What you are asked to do:
All of the material should be reproduced exactly, with pictures left out.

+-------+

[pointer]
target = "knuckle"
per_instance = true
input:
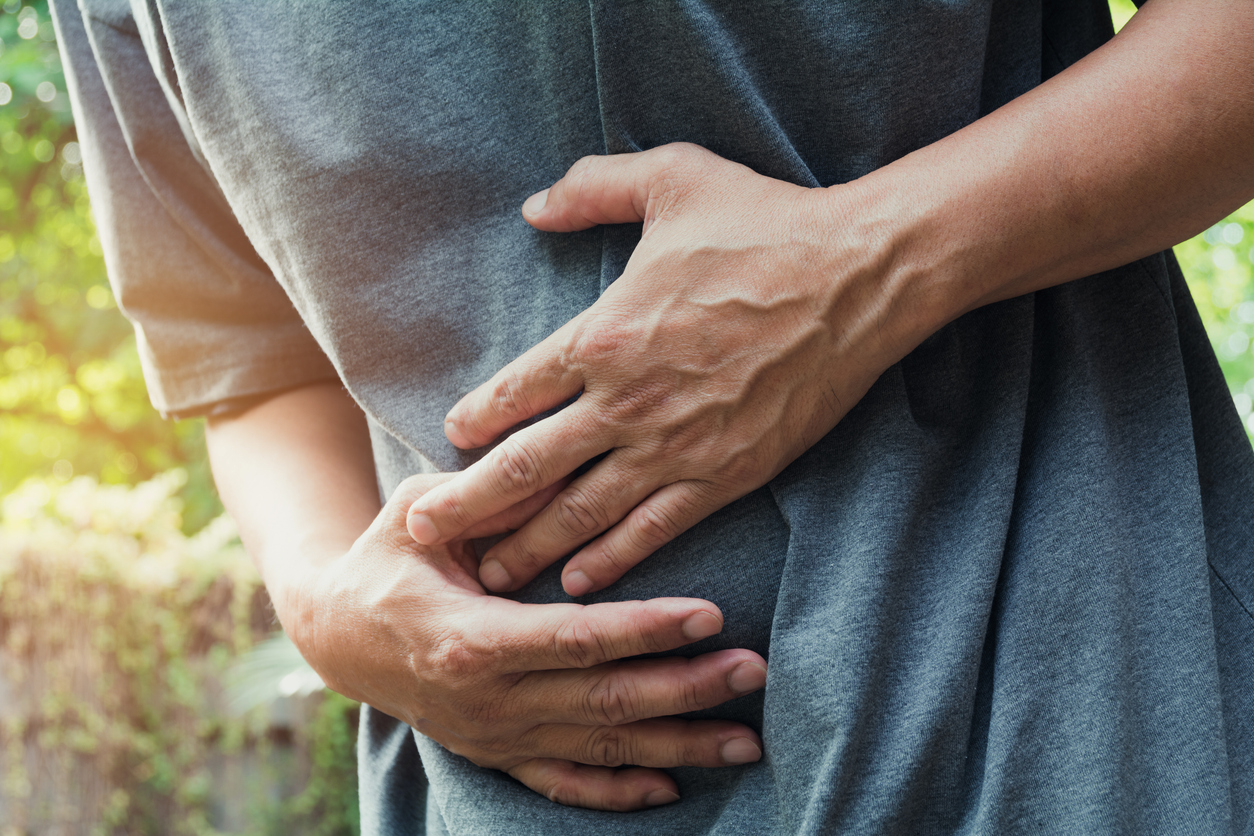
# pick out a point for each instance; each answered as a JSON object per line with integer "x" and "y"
{"x": 526, "y": 559}
{"x": 517, "y": 468}
{"x": 603, "y": 341}
{"x": 611, "y": 563}
{"x": 691, "y": 697}
{"x": 610, "y": 703}
{"x": 578, "y": 179}
{"x": 508, "y": 395}
{"x": 637, "y": 402}
{"x": 577, "y": 646}
{"x": 608, "y": 747}
{"x": 655, "y": 525}
{"x": 579, "y": 514}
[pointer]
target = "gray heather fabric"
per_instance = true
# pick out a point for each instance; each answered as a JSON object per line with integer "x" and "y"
{"x": 1010, "y": 593}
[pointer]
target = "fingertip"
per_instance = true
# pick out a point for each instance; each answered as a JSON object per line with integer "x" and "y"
{"x": 421, "y": 528}
{"x": 534, "y": 204}
{"x": 453, "y": 433}
{"x": 701, "y": 624}
{"x": 658, "y": 797}
{"x": 494, "y": 577}
{"x": 576, "y": 583}
{"x": 740, "y": 750}
{"x": 748, "y": 677}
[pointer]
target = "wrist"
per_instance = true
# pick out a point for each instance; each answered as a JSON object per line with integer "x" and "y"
{"x": 888, "y": 262}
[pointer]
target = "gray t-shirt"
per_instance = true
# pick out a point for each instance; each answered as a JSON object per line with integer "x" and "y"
{"x": 1011, "y": 592}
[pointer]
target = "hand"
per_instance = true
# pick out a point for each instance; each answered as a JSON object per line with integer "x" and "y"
{"x": 742, "y": 329}
{"x": 537, "y": 691}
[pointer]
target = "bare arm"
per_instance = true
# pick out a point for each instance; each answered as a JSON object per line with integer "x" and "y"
{"x": 537, "y": 691}
{"x": 755, "y": 313}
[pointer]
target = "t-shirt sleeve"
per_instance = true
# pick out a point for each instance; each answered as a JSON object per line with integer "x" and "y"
{"x": 213, "y": 326}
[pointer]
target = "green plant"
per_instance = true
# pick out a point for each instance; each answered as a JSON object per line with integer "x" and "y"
{"x": 117, "y": 631}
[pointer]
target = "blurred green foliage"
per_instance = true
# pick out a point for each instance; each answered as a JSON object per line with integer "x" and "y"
{"x": 72, "y": 396}
{"x": 117, "y": 632}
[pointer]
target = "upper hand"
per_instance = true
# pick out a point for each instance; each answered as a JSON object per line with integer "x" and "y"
{"x": 534, "y": 689}
{"x": 742, "y": 329}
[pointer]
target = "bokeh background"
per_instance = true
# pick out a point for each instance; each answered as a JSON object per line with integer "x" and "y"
{"x": 143, "y": 688}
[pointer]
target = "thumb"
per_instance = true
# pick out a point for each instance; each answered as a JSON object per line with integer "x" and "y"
{"x": 620, "y": 188}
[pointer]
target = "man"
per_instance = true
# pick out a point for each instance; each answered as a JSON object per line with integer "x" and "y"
{"x": 991, "y": 535}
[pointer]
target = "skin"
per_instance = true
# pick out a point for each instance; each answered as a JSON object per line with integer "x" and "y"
{"x": 755, "y": 313}
{"x": 750, "y": 318}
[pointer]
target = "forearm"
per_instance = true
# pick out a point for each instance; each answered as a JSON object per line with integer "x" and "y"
{"x": 1135, "y": 148}
{"x": 296, "y": 473}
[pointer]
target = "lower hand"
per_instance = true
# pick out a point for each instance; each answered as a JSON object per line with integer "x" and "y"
{"x": 749, "y": 320}
{"x": 539, "y": 691}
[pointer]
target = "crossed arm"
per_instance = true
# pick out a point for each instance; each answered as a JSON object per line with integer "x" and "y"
{"x": 750, "y": 318}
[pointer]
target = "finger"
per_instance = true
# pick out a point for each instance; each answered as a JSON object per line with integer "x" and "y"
{"x": 662, "y": 743}
{"x": 597, "y": 787}
{"x": 590, "y": 505}
{"x": 517, "y": 515}
{"x": 522, "y": 638}
{"x": 626, "y": 692}
{"x": 608, "y": 189}
{"x": 519, "y": 466}
{"x": 536, "y": 381}
{"x": 648, "y": 527}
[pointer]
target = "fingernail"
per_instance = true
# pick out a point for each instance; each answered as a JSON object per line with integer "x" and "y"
{"x": 494, "y": 575}
{"x": 700, "y": 626}
{"x": 745, "y": 677}
{"x": 536, "y": 202}
{"x": 658, "y": 797}
{"x": 740, "y": 750}
{"x": 576, "y": 584}
{"x": 423, "y": 529}
{"x": 453, "y": 434}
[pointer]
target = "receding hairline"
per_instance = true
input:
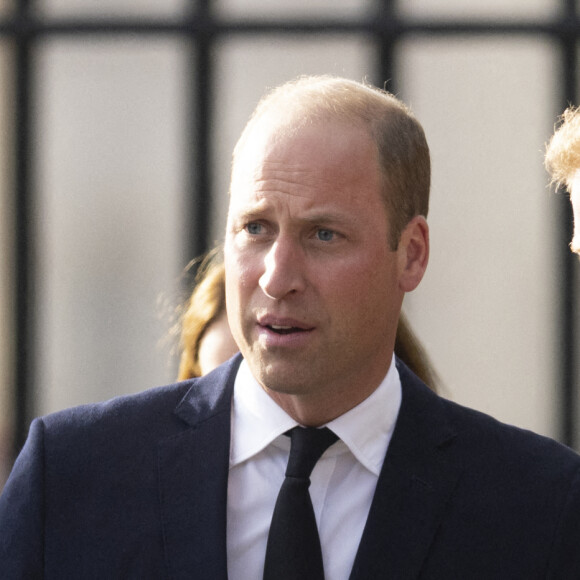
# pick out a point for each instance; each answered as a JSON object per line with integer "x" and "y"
{"x": 312, "y": 99}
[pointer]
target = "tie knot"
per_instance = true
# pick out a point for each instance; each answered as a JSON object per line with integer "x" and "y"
{"x": 308, "y": 445}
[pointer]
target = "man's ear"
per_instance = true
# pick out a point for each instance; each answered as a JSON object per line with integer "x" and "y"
{"x": 413, "y": 253}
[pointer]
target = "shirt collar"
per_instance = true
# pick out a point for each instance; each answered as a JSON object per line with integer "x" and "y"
{"x": 365, "y": 430}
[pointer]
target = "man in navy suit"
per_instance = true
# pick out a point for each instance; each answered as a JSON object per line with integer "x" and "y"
{"x": 326, "y": 233}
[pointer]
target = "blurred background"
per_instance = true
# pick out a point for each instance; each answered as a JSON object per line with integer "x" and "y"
{"x": 117, "y": 121}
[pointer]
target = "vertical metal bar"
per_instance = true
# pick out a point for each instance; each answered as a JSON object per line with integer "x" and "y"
{"x": 566, "y": 262}
{"x": 387, "y": 40}
{"x": 200, "y": 206}
{"x": 24, "y": 274}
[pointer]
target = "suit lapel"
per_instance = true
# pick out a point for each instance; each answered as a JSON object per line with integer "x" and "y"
{"x": 415, "y": 484}
{"x": 193, "y": 475}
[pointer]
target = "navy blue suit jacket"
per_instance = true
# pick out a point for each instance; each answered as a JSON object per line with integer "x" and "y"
{"x": 136, "y": 488}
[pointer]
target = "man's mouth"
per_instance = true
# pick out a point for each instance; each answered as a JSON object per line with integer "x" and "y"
{"x": 284, "y": 329}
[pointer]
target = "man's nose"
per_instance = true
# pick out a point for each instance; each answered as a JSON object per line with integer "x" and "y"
{"x": 283, "y": 270}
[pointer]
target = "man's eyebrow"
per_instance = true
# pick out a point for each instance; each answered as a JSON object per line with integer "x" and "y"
{"x": 329, "y": 218}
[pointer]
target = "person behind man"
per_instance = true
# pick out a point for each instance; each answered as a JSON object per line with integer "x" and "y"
{"x": 562, "y": 161}
{"x": 326, "y": 233}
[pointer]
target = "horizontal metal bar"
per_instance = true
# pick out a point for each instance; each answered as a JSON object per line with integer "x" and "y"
{"x": 191, "y": 26}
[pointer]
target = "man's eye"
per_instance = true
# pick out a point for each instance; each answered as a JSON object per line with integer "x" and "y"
{"x": 254, "y": 228}
{"x": 325, "y": 235}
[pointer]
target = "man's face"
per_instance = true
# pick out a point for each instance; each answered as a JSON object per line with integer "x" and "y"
{"x": 312, "y": 286}
{"x": 575, "y": 199}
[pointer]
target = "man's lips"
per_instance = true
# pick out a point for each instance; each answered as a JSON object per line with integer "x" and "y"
{"x": 283, "y": 325}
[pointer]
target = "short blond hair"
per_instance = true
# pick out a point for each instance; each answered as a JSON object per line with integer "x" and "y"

+-------+

Finished answer:
[pointer]
target = "knuckle"
per_instance = true
input:
# pick out a point for each instance; each answered as a JSON object per line with integer "x" and "y"
{"x": 526, "y": 559}
{"x": 517, "y": 468}
{"x": 603, "y": 341}
{"x": 611, "y": 563}
{"x": 691, "y": 697}
{"x": 610, "y": 703}
{"x": 578, "y": 179}
{"x": 508, "y": 395}
{"x": 637, "y": 402}
{"x": 577, "y": 646}
{"x": 608, "y": 747}
{"x": 655, "y": 525}
{"x": 579, "y": 514}
[pointer]
target = "gray heather fabric"
per_instance = true
# pick out a point for each instance; each answered as a JSON object per line with integer "x" and "y"
{"x": 1010, "y": 593}
[pointer]
target = "fingertip"
per_instance = true
# pick out a point for each instance; each answered as a JSON object per line with integer "x" and "y"
{"x": 421, "y": 528}
{"x": 534, "y": 204}
{"x": 453, "y": 433}
{"x": 701, "y": 624}
{"x": 658, "y": 797}
{"x": 494, "y": 577}
{"x": 576, "y": 583}
{"x": 740, "y": 750}
{"x": 748, "y": 677}
[pointer]
target = "wrist"
per_instance = true
# pick out a point for each instance; each answered as a JSON object per line with integer "x" and "y"
{"x": 888, "y": 262}
[pointer]
target = "gray t-shirt"
per_instance = true
# pick out a point for each instance; each answered as a JSON object per line with integer "x" and "y"
{"x": 1011, "y": 592}
[pointer]
target = "hand"
per_instance = true
# pick out a point for each instance; each answered as a JSON object per line with integer "x" and "y"
{"x": 742, "y": 329}
{"x": 537, "y": 691}
[pointer]
target = "bare arm"
per_instance = true
# pick out a point for each instance; each answered as a JSON object per line with integer "x" and "y"
{"x": 537, "y": 691}
{"x": 755, "y": 313}
[pointer]
target = "t-shirt sleeve"
per_instance = true
# pick out a point for each instance; each answered as a JSON object per line with integer "x" and "y"
{"x": 213, "y": 326}
[pointer]
target = "green plant"
per_instance = true
# pick out a point for each instance; each answered as a JSON object per line with integer "x" and "y"
{"x": 117, "y": 631}
[pointer]
target = "blurred green foliage"
per_instance = true
# pick out a point for each instance; each answered as a JSON object per line with integer "x" and "y"
{"x": 72, "y": 396}
{"x": 117, "y": 632}
[pointer]
target = "upper hand"
per_instance = true
# pick out a point for each instance; each answered as a JSON object per line with integer "x" and "y"
{"x": 534, "y": 689}
{"x": 742, "y": 329}
[pointer]
target = "bokeh background"
per_instance = true
# pick out a point for each instance; each answered as a JSON object per line with integer "x" and "y"
{"x": 143, "y": 688}
[pointer]
target = "thumb"
per_instance = true
# pick out a point for each instance; each answered as a JSON object per line with integer "x" and "y"
{"x": 620, "y": 188}
[pointer]
target = "man"
per_instance = true
# pick out a point for each instance; each answered as a JSON object per line with integer "x" and "y"
{"x": 991, "y": 535}
[pointer]
target = "skin"
per_instance = true
# pick out a point for each instance; each answered as a JSON object per line with integer "x" and "y"
{"x": 755, "y": 313}
{"x": 750, "y": 318}
[pointer]
target = "forearm"
per_instance = true
# pick out a point for each instance; each answered as a JSON object per line with integer "x" and "y"
{"x": 1135, "y": 148}
{"x": 296, "y": 473}
[pointer]
target = "lower hand"
per_instance = true
# pick out a point for each instance; each answered as a JSON object per line with integer "x" and "y"
{"x": 749, "y": 320}
{"x": 539, "y": 691}
[pointer]
target = "crossed arm"
per_instance = true
# pick out a point for each instance; each answered as a JSON object per line with integer "x" and "y"
{"x": 750, "y": 318}
[pointer]
target = "finger"
per_instance = true
# pick out a point for each instance; each answered as a JSON object per line with integer "x" and "y"
{"x": 662, "y": 743}
{"x": 597, "y": 787}
{"x": 590, "y": 505}
{"x": 517, "y": 515}
{"x": 522, "y": 638}
{"x": 626, "y": 692}
{"x": 608, "y": 189}
{"x": 519, "y": 466}
{"x": 536, "y": 381}
{"x": 648, "y": 527}
[pointer]
target = "fingernail"
per_instance = true
# pick out a point for each instance; each answered as a JSON object per line with integer "x" and "y"
{"x": 494, "y": 575}
{"x": 700, "y": 626}
{"x": 745, "y": 677}
{"x": 536, "y": 202}
{"x": 658, "y": 797}
{"x": 740, "y": 750}
{"x": 576, "y": 584}
{"x": 423, "y": 529}
{"x": 453, "y": 434}
[pointer]
target = "receding hairline"
per_instance = true
input:
# pick out a point for each instance; each answered as a JSON object per line with integer "x" and "y"
{"x": 312, "y": 99}
[pointer]
target = "tie knot"
per_instance = true
# pick out a point for each instance; each answered as a JSON object per line with integer "x" and "y"
{"x": 308, "y": 445}
[pointer]
target = "man's ear"
per_instance = true
# pick out a point for each instance; each answered as a JSON object per line with integer "x" and "y"
{"x": 413, "y": 253}
[pointer]
target = "shirt collar"
per_instance = true
# pick out a point for each instance; each answered as a JSON object per line with integer "x" and "y"
{"x": 365, "y": 430}
[pointer]
target = "man in navy suit"
per_instance = true
# pick out a point for each instance; each answered as a JSON object per line with integer "x" and "y"
{"x": 326, "y": 233}
[pointer]
target = "blurred background"
per_instance = true
# pick out a point for each instance; each answered as a JSON object per line with integer "x" and "y"
{"x": 117, "y": 121}
[pointer]
target = "vertical metal bar"
per_instance = true
# pick out a point for each instance; each answered as a JSON object per line with integer "x" and "y"
{"x": 566, "y": 262}
{"x": 387, "y": 40}
{"x": 200, "y": 206}
{"x": 24, "y": 274}
[pointer]
target = "suit lapel"
per_instance = true
# pick out a point for each instance; each answered as a JSON object per line with integer "x" and "y"
{"x": 415, "y": 484}
{"x": 193, "y": 475}
[pointer]
target = "navy blue suit jacket"
per_instance = true
# pick out a point for each instance; each answered as a JSON object per line with integer "x" and "y"
{"x": 136, "y": 488}
[pointer]
target = "man's mouth"
per_instance = true
# pick out a point for each instance; each answered as a JSON object per line with integer "x" and "y"
{"x": 284, "y": 329}
[pointer]
target = "man's nose"
per_instance = true
# pick out a point for each instance; each answered as a JSON object per line with integer "x" and "y"
{"x": 283, "y": 270}
[pointer]
target = "man's eyebrow"
per_instance = true
# pick out a point for each instance; each answered as a JSON object per line with integer "x" and "y"
{"x": 329, "y": 218}
[pointer]
target = "person behind man"
per_instance = true
# pick out a point for each instance; each answered as a JSON object per line with integer "x" and "y"
{"x": 562, "y": 161}
{"x": 326, "y": 233}
[pointer]
target = "horizontal metal bar"
per_instance = true
# pick out a point for each instance; each answered as a JSON object per line with integer "x" and "y"
{"x": 191, "y": 26}
[pointer]
target = "man's eye"
per_instance = true
# pick out a point for each instance; each answered as a JSON object per line with integer "x" and "y"
{"x": 254, "y": 228}
{"x": 325, "y": 235}
[pointer]
target = "man's face"
per_instance = true
# pick out a point for each instance; each answered as a JSON object per line with integer "x" and "y"
{"x": 312, "y": 286}
{"x": 575, "y": 199}
[pointer]
target = "man's lips"
per_instance = true
# pick out a point for each instance; each answered as a JSON object per line with integer "x" and "y"
{"x": 283, "y": 325}
[pointer]
target = "short blond hair"
per_instance = true
# pick out a point for each instance; each answered as a JSON object per line with integer "x" and "y"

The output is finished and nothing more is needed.